The records:
==============================

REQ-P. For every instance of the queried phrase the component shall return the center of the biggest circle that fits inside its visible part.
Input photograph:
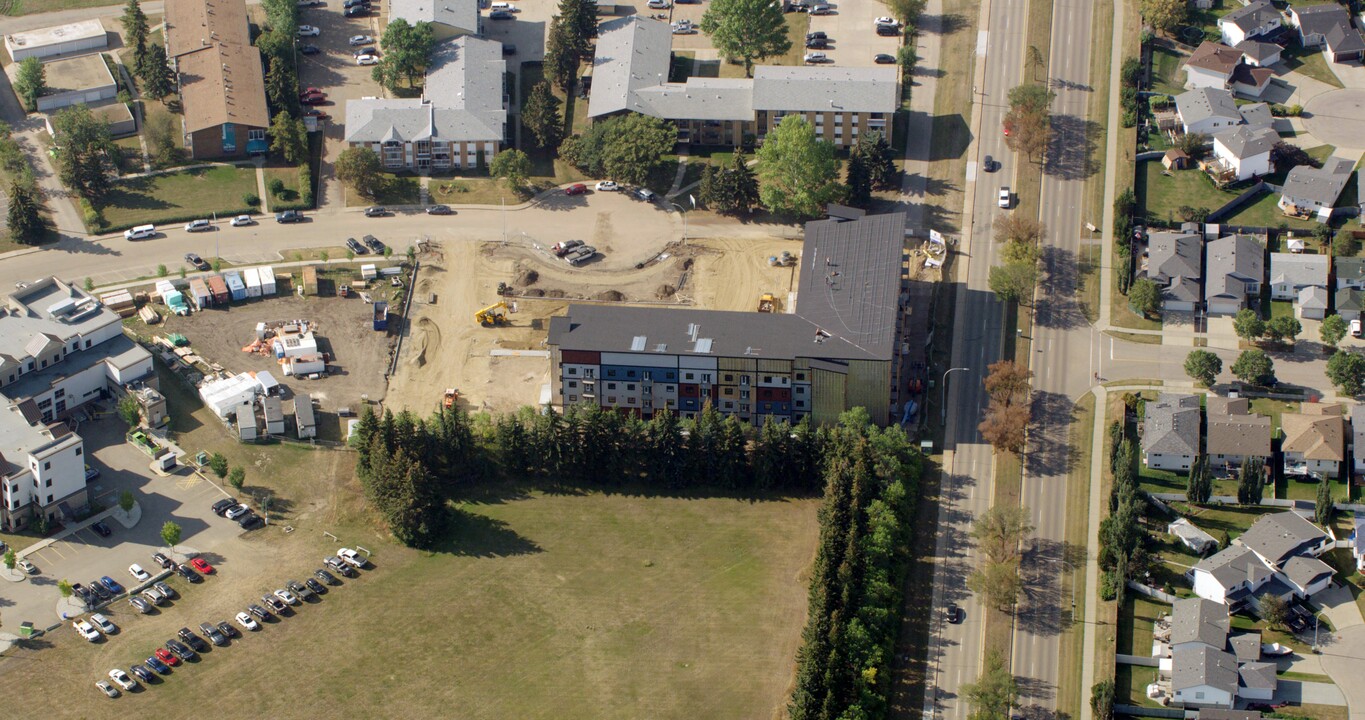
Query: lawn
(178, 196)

==============================

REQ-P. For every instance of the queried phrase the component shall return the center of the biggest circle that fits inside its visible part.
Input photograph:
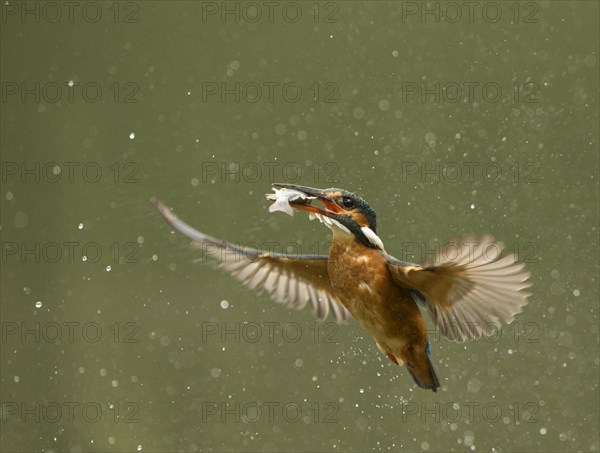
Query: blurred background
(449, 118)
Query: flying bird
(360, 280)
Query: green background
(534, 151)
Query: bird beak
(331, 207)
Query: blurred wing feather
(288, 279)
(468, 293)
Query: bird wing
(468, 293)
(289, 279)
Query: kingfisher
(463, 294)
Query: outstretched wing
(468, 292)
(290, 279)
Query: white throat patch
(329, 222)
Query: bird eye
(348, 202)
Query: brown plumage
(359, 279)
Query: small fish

==============================

Work instructions:
Word for word, restate the lines of the listing above starting at the line with "Query: flying bird" and ending at the line with "Query: small fish", and nothing outside them.

Completed exercise:
Query: flying bird
(360, 280)
Query: green background
(534, 151)
Query: bird beak
(331, 207)
Query: blurred wing feather
(288, 279)
(468, 293)
Query: bird wing
(468, 293)
(289, 279)
Query: kingfisher
(463, 294)
Query: outstretched wing
(468, 292)
(290, 279)
Query: white throat patch
(329, 222)
Query: bird eye
(348, 202)
Query: brown plumage
(359, 279)
Query: small fish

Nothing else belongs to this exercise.